GOAL:
Recast the lines below as a JSON list of strings, one string per line, and skip any blank lines. Omit the pictures from the list.

Lines of data:

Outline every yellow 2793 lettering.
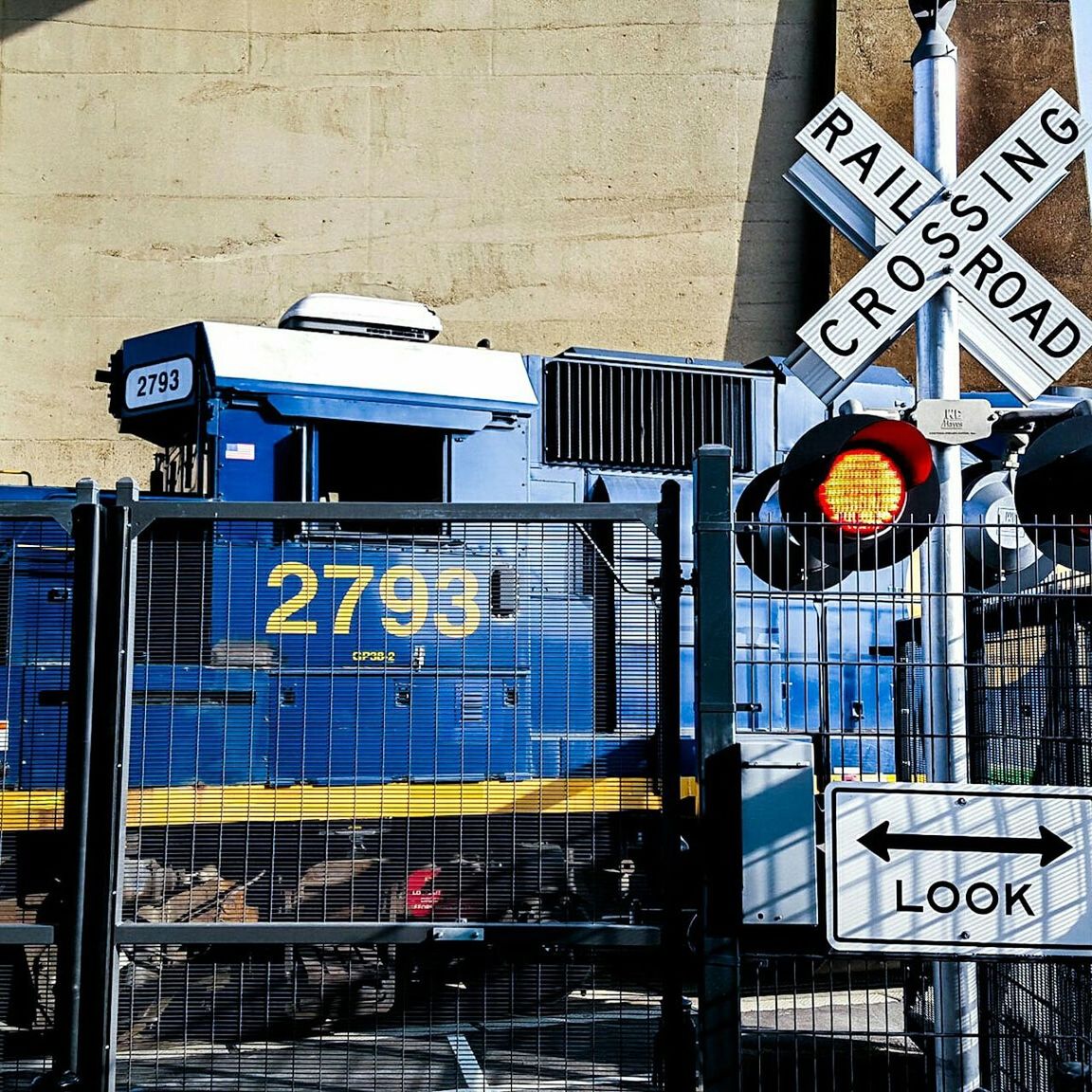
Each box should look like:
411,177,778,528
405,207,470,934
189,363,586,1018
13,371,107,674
265,561,482,638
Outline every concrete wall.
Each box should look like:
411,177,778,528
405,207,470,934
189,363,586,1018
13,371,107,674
0,0,828,482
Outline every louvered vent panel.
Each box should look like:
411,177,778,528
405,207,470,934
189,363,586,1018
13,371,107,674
543,359,754,473
0,541,15,664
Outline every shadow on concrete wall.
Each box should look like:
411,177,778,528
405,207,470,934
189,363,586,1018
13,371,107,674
724,0,836,360
0,0,86,38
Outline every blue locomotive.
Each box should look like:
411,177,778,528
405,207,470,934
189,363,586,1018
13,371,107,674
0,295,912,1019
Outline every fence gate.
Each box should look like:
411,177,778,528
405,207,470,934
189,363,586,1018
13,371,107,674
696,448,1092,1092
0,482,694,1092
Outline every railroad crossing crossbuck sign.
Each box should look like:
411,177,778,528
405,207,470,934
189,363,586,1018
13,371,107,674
786,91,1092,403
826,782,1092,956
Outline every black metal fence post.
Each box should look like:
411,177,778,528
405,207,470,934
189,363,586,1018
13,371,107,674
694,445,742,1092
77,481,136,1092
656,482,697,1092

RESPONSE BELOW:
[
  "Outline every yellow 2793 lettering.",
  "Each box should look like:",
  "411,177,778,528",
  "405,207,470,934",
  "189,363,586,1018",
  "13,371,107,674",
  "265,561,482,638",
  "Outline every concrete wall.",
  "Each box should look like:",
  "411,177,778,528",
  "405,207,470,934",
  "189,363,586,1018",
  "13,371,107,674",
  "0,0,828,482",
  "Outline every louvered vent panel.",
  "Each box should look like:",
  "411,177,778,528",
  "405,207,470,934",
  "189,363,586,1018",
  "13,371,107,674",
  "543,359,754,473",
  "0,541,15,664",
  "Outline every shadow on concrete wall.",
  "Each box should look like:",
  "411,177,778,528",
  "405,207,470,934",
  "189,363,586,1018",
  "13,371,107,674",
  "724,0,836,360",
  "0,0,86,38",
  "Outline every blue locomotive.",
  "Each box should look like:",
  "411,177,778,528",
  "405,207,470,934",
  "189,363,586,1018",
  "13,371,107,674",
  "0,295,912,1019",
  "Outline every fence gate.",
  "Each box should look like:",
  "411,177,778,528",
  "405,207,470,934",
  "189,363,586,1018",
  "13,371,107,674",
  "696,448,1092,1092",
  "0,482,694,1092",
  "Outline every railroad crossing crossbuck sign.",
  "Each box should look like:",
  "411,177,778,528",
  "405,207,470,934",
  "189,363,586,1018",
  "13,371,107,674",
  "786,91,1092,403",
  "826,782,1092,956",
  "Outline every black metal fence post.",
  "Each box should look like:",
  "411,177,778,528",
  "405,207,470,934",
  "189,363,586,1018",
  "13,371,107,674",
  "694,445,742,1092",
  "77,481,136,1092",
  "656,482,697,1092"
]